# [THE REQUEST]
How many lines of the records below contain the string "pitch", where case counts? Reply with the number only.

▬▬▬▬▬▬

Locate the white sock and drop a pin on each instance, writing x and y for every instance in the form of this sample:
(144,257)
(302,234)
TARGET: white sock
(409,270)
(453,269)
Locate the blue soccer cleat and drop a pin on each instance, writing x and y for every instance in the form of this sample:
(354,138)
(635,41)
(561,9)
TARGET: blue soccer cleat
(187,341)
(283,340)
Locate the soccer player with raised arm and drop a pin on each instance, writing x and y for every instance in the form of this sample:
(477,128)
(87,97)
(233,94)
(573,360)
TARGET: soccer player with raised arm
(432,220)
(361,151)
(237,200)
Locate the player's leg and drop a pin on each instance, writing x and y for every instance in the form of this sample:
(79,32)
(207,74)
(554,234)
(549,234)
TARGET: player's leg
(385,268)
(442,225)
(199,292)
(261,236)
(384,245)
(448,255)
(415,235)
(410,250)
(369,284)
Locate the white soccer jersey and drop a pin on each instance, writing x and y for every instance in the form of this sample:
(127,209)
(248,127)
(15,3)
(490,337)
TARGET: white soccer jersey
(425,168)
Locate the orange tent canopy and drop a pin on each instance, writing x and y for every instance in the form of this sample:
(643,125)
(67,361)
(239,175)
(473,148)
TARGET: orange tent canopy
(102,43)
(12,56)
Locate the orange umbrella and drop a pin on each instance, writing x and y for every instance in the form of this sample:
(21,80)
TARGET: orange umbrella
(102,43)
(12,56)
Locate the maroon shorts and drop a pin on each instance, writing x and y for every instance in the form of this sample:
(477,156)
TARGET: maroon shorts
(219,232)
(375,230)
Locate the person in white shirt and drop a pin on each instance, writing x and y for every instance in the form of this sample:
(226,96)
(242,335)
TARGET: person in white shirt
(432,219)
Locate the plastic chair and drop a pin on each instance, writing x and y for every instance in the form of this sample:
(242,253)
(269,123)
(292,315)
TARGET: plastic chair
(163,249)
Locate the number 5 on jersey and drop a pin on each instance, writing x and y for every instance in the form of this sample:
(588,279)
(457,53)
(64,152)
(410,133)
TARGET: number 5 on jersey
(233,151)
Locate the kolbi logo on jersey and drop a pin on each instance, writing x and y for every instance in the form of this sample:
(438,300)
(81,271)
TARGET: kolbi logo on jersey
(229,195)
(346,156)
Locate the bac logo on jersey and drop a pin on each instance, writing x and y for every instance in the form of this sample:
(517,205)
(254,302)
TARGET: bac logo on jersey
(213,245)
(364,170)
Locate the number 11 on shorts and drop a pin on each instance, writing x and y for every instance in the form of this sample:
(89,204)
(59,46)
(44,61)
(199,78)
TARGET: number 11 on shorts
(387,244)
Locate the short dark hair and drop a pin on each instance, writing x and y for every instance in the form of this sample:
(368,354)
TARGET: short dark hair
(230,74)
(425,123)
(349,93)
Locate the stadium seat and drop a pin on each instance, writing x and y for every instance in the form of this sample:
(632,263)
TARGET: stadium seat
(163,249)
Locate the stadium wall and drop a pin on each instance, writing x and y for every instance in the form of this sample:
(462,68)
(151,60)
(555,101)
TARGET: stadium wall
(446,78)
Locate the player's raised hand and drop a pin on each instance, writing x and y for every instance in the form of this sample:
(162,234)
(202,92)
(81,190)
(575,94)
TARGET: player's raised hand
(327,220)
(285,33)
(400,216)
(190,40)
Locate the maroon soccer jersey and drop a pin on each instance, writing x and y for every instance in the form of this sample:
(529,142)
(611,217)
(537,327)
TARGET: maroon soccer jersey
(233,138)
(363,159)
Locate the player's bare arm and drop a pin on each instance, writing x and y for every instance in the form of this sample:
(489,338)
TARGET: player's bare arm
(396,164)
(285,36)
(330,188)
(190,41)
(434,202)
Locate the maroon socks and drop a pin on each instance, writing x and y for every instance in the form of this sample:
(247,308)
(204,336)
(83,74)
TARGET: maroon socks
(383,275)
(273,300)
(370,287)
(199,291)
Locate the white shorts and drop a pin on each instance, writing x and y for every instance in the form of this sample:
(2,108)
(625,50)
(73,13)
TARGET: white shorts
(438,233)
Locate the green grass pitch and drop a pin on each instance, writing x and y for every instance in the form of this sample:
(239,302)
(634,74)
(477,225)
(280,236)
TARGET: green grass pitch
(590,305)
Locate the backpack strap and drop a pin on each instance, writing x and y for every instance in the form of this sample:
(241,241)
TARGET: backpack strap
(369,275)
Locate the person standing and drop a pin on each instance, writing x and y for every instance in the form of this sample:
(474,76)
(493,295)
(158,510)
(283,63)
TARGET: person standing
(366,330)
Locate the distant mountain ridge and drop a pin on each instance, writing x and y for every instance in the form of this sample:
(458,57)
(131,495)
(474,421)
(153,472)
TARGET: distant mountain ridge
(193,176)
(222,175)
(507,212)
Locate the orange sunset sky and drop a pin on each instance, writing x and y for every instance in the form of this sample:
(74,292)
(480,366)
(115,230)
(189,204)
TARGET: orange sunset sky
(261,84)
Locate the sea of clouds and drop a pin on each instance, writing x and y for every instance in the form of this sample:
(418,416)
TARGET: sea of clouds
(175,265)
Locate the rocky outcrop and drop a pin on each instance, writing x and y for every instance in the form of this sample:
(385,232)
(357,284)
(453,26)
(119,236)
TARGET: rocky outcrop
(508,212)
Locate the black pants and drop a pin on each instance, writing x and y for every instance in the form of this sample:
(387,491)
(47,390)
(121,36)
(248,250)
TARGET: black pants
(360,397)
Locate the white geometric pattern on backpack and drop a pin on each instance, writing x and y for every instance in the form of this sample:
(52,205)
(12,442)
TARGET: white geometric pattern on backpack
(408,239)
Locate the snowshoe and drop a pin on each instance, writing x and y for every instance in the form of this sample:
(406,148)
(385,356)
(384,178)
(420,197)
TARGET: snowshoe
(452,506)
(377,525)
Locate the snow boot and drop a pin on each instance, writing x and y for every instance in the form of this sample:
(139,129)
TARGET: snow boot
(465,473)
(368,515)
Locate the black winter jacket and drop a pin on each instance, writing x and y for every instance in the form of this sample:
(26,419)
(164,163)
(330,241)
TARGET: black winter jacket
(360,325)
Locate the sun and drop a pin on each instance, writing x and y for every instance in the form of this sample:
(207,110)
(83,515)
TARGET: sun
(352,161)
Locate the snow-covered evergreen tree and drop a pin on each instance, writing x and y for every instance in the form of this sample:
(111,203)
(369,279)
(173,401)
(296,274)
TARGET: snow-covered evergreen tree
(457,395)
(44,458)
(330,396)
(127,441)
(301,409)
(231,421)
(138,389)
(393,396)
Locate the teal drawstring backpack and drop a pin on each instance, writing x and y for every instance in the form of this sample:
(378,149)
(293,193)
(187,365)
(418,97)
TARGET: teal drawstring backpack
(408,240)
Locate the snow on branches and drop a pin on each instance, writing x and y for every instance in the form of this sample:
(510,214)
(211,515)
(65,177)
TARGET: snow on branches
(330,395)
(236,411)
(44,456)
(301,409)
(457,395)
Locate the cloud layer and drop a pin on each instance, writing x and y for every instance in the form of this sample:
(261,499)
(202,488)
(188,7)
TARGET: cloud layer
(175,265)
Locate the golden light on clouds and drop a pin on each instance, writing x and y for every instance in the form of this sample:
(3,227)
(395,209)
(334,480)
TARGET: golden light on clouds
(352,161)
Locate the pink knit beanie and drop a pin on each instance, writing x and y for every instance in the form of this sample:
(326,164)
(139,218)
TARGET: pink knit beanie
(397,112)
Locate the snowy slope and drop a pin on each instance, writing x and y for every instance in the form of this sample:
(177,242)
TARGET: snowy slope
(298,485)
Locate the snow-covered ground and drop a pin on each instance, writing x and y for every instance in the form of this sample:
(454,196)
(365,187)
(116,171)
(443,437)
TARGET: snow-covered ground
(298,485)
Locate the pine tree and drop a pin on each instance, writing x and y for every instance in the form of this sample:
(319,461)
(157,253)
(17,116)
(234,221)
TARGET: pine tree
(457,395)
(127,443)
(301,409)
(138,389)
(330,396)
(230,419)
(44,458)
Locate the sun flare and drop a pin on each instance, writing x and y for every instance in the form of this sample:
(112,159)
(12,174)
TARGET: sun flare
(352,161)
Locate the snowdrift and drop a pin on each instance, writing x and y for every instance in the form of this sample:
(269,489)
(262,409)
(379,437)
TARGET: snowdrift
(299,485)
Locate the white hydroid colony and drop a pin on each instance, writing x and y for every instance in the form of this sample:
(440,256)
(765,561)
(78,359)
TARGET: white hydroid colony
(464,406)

▬▬▬▬▬▬

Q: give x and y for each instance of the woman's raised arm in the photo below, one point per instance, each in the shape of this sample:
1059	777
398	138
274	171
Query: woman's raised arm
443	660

▬▬▬▬▬▬

# [SOLVED EXERCISE]
2